本文抜粋:
池辺陽に続き、増沢恂の立体最小限住居(1952年)が出現した。9坪ハウスである。
・1954年、池辺陽セミデタッチド・ハウスを設計した(住宅No.17)。壁一枚で2住戸が連なる構造である。結果的には、相続問題で、片方の土地を売りに出すことになり、両方とも取り潰しなってしまった。
・1958年、集合住宅で最小限の試みを行う(住宅No38ケーススタディハウスNo1)。四谷に現存している。
・ヴォリュームを如何にコンパクトに機能的に設計するかには、寸法が最重要である。今回の課題でも考えてもらいたい。コルビュジェが「モデュロール」(1949)を提案した。モデュロールは、人体寸法に合わせた寸法体系であり、フィボナッチ数列を応用している。はじめは男性の身長としてスランス人の平均身長175cmを採用していたが、後にイギリス人の平均身長である183cmに変更された。これは、イギリスで工業化が最も進んでいたからという政治的理由が影響する。モデュロールを使用して設計した例は、マルセイユのユニテ(1952)である。天井高2.26m、間口3.6m、奥行き26mである。住居をコンパクトにし、地上部分の自然・緑を多くする思想に基づく。最小限の住居とは、最小限の集合であり、最小限の都市をユニテの建物の中で再現した(住棟内にショッピングモールや病院を配置)。

表示項目:
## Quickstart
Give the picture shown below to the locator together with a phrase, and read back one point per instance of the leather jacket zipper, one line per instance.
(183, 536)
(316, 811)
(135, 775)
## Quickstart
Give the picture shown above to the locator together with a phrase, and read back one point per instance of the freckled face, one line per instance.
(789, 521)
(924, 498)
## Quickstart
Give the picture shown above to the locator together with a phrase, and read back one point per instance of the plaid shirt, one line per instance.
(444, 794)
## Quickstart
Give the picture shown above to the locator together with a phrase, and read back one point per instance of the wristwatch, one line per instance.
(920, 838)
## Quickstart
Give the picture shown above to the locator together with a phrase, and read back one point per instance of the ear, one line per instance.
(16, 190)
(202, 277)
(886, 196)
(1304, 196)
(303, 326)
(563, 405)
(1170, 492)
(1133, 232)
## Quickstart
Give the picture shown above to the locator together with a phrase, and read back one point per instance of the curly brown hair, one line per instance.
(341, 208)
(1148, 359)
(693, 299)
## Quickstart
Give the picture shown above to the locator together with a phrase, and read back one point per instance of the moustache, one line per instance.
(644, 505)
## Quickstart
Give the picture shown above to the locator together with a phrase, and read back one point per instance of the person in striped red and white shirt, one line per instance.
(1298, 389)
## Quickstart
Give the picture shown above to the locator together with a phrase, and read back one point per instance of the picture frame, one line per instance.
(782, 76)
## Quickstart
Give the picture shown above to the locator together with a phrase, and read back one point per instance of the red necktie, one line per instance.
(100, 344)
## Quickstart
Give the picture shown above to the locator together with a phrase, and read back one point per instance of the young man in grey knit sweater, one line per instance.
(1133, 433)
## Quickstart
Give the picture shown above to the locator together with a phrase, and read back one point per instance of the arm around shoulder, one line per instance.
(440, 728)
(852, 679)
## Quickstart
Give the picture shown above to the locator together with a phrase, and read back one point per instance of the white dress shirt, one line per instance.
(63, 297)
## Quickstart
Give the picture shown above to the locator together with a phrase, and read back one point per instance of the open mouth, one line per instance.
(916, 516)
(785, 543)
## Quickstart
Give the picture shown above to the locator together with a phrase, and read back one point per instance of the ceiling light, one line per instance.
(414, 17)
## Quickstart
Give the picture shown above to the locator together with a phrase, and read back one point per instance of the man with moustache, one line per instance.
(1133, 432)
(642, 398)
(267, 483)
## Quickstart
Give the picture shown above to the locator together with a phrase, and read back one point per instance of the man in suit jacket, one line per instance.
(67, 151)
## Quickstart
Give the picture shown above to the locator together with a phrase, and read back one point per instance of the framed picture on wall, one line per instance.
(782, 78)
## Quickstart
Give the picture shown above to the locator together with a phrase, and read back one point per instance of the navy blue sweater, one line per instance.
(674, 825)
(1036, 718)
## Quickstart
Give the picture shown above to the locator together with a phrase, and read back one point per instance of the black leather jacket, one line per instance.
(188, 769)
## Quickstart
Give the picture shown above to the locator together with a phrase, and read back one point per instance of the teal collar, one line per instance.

課題の内容: 最小限住居を扱った上の本文から、「池辺陽に続き、増沢恂の立体最小限住居(1952年)が出現した。9坪ハウスである。」を含む語句で始まり「ピングモールや病院を配置)。」で終わる部分を一字も変えずに抜き出してください。

課題への解答:
池辺陽に続き、増沢恂の立体最小限住居(1952年)が出現した。9坪ハウスである。
・1954年、池辺陽セミデタッチド・ハウスを設計した(住宅No.17)。壁一枚で2住戸が連なる構造である。結果的には、相続問題で、片方の土地を売りに出すことになり、両方とも取り潰しなってしまった。
・1958年、集合住宅で最小限の試みを行う(住宅No38ケーススタディハウスNo1)。四谷に現存している。
・ヴォリュームを如何にコンパクトに機能的に設計するかには、寸法が最重要である。今回の課題でも考えてもらいたい。コルビュジェが「モデュロール」(1949)を提案した。モデュロールは、人体寸法に合わせた寸法体系であり、フィボナッチ数列を応用している。はじめは男性の身長としてスランス人の平均身長175cmを採用していたが、後にイギリス人の平均身長である183cmに変更された。これは、イギリスで工業化が最も進んでいたからという政治的理由が影響する。モデュロールを使用して設計した例は、マルセイユのユニテ(1952)である。天井高2.26m、間口3.6m、奥行き26mである。住居をコンパクトにし、地上部分の自然・緑を多くする思想に基づく。最小限の住居とは、最小限の集合であり、最小限の都市をユニテの建物の中で再現した(住棟内にショッピングモールや病院を配置)。